• What the task asks: In the data below, which lines hold "shore"? Copy every one.

• Records for this task:
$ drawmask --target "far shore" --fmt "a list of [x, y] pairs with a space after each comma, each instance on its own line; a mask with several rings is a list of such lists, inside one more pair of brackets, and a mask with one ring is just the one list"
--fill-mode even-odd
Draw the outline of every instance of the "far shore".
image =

---

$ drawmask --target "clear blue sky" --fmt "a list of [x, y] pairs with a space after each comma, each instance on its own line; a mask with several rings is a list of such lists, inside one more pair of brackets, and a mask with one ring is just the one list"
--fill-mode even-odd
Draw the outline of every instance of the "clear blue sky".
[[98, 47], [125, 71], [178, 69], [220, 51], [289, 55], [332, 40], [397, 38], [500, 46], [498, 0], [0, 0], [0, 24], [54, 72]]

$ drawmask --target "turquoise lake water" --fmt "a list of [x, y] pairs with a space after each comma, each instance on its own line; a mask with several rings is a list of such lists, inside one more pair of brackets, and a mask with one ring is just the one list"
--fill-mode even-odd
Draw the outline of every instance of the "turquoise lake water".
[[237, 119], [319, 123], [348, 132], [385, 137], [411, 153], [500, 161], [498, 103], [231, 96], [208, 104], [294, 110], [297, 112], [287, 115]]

• Result of this task:
$ drawmask --target "far shore" --fmt "a list of [x, y] pairs with a space after each comma, each instance on its own line; a mask with several rings is a list of such lists, inside one more pair of brackets, and a mask with one ring is just the one list"
Draw the outline of every instance of the "far shore".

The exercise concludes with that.